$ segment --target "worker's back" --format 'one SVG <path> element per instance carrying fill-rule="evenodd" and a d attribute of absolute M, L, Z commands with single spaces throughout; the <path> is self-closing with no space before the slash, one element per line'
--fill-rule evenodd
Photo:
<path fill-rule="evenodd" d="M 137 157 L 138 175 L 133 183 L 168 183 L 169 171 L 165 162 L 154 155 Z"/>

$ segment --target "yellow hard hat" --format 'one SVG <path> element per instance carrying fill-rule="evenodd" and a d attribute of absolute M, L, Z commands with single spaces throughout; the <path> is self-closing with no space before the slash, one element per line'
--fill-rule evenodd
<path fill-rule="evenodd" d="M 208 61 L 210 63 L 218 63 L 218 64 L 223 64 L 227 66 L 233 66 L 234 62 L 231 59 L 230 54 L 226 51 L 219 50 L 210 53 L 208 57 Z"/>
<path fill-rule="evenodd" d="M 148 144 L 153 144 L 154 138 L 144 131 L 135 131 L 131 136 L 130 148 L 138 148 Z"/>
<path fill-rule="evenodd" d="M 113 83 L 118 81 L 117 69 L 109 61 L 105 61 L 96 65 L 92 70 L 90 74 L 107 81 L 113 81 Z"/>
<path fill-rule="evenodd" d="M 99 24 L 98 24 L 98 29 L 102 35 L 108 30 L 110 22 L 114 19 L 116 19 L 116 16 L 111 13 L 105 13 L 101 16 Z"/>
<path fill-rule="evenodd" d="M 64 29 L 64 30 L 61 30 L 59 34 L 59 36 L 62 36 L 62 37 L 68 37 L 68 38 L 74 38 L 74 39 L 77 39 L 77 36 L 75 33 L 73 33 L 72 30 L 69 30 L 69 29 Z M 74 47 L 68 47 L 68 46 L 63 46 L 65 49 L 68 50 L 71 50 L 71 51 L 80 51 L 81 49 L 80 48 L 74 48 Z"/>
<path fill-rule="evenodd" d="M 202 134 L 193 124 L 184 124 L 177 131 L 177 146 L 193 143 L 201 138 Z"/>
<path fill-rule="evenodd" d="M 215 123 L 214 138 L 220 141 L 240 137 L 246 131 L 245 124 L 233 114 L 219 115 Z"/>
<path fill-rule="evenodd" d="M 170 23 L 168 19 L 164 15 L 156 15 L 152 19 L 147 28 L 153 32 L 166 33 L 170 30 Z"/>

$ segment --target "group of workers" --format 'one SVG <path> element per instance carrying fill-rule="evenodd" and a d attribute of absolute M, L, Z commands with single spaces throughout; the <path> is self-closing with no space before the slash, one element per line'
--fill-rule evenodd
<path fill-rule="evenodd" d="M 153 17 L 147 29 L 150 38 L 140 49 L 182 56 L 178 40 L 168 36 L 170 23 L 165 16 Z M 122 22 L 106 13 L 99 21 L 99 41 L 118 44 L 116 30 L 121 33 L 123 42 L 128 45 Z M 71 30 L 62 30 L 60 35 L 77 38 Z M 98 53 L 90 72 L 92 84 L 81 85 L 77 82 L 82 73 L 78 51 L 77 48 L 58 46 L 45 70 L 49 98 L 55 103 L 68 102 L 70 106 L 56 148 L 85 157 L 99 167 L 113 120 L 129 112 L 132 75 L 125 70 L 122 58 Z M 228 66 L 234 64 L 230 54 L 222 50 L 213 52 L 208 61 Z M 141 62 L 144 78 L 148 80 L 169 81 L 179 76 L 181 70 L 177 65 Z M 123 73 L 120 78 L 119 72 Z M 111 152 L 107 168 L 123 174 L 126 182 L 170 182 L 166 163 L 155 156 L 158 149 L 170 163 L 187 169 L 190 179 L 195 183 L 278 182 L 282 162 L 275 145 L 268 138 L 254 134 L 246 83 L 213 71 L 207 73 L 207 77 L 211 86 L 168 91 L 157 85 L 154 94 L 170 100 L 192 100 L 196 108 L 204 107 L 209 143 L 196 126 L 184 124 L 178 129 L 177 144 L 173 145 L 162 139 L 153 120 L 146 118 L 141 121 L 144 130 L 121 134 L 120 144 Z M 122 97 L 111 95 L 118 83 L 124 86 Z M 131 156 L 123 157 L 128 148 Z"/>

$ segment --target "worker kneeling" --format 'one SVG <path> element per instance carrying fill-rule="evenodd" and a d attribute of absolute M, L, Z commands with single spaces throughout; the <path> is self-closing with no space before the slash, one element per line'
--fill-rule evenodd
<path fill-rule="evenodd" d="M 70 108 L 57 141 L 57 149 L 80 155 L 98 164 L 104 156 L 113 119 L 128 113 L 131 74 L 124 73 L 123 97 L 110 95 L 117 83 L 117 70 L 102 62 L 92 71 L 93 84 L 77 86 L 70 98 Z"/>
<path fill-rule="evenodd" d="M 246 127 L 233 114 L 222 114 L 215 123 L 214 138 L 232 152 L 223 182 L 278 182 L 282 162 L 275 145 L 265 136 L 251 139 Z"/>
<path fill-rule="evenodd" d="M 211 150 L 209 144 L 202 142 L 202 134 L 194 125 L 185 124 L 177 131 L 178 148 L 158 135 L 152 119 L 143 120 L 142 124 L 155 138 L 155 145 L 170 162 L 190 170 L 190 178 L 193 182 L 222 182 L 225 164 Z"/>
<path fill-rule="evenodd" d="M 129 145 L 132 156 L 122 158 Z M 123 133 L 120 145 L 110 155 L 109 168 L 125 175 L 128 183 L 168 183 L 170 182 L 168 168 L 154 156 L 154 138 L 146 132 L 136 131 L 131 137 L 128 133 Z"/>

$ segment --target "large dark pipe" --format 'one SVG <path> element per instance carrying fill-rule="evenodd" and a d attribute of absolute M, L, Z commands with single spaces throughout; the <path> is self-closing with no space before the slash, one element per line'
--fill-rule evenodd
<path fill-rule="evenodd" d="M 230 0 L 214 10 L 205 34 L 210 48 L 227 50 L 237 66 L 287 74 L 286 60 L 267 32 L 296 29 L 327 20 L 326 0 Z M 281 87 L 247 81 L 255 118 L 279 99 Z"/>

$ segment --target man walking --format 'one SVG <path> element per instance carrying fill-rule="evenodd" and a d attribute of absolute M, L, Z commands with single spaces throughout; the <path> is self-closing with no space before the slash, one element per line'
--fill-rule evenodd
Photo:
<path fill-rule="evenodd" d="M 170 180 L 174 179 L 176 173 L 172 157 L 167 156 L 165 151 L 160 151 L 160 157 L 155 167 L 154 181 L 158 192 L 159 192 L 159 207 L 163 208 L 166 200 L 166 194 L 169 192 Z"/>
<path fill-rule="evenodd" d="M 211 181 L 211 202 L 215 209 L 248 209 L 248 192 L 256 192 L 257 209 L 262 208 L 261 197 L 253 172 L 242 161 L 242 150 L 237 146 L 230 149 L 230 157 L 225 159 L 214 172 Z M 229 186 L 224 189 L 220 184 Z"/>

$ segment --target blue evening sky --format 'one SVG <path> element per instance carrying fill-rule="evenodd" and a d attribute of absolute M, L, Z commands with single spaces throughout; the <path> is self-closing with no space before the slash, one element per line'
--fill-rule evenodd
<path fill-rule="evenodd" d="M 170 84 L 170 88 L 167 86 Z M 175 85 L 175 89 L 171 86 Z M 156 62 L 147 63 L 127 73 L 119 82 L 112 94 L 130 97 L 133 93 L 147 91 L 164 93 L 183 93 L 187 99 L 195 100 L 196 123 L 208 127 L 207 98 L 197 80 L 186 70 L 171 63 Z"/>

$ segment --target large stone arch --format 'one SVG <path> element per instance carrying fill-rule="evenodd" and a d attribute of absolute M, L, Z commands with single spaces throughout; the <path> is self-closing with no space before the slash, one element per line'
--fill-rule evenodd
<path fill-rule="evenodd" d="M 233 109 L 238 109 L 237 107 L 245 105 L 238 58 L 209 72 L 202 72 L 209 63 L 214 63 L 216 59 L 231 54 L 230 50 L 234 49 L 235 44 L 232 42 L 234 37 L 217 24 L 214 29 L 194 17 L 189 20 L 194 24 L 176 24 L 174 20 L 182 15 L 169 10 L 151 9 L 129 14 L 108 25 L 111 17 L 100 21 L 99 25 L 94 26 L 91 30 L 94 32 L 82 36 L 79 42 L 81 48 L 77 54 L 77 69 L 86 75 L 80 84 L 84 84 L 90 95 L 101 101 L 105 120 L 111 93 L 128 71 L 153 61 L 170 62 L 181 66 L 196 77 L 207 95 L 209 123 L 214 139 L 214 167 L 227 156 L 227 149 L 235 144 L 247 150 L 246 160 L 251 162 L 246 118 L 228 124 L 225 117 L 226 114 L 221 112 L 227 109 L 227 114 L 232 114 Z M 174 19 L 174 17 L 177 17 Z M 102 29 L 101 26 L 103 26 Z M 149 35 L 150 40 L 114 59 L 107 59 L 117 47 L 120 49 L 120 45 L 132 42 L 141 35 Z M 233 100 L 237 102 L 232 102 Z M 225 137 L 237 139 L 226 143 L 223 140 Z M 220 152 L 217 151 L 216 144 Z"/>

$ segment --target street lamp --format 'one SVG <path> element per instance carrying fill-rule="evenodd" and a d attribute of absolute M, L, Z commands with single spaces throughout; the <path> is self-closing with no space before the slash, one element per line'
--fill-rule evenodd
• • • • •
Update the records from the line that contains "segment --target man" through the line that contains "170 84 L 170", changing "walking" to "standing" and leaving the rest of those lines unchanged.

Finished task |
$ segment --target man standing --format 'one SVG <path> element per instance carrying fill-rule="evenodd" and a d attribute of absolute M, L, Z commands with single spaces throughout; the <path> is self-closing with no space before the slash, one element per line'
--fill-rule evenodd
Photo:
<path fill-rule="evenodd" d="M 170 180 L 174 179 L 176 173 L 172 157 L 167 156 L 165 151 L 160 151 L 160 157 L 155 167 L 154 181 L 158 192 L 159 192 L 159 207 L 163 208 L 166 200 L 166 194 L 169 192 Z"/>
<path fill-rule="evenodd" d="M 211 181 L 211 202 L 215 209 L 248 209 L 248 192 L 256 192 L 257 209 L 262 208 L 261 197 L 253 172 L 242 161 L 242 150 L 237 146 L 230 149 L 230 157 L 225 159 L 214 172 Z M 229 186 L 224 189 L 220 184 Z"/>

$ segment --target blue evening sky --format 'one SVG <path> element per instance carrying fill-rule="evenodd" and a d attribute of absolute M, L, Z commands with single spaces throughout; the <path> is self-closing with no space before the slash, one element per line'
--fill-rule evenodd
<path fill-rule="evenodd" d="M 170 84 L 170 88 L 167 86 Z M 175 85 L 175 89 L 171 86 Z M 156 62 L 147 63 L 127 73 L 119 82 L 112 94 L 130 97 L 133 93 L 147 91 L 164 93 L 183 93 L 187 99 L 195 100 L 196 123 L 208 127 L 207 98 L 197 80 L 186 70 L 171 63 Z"/>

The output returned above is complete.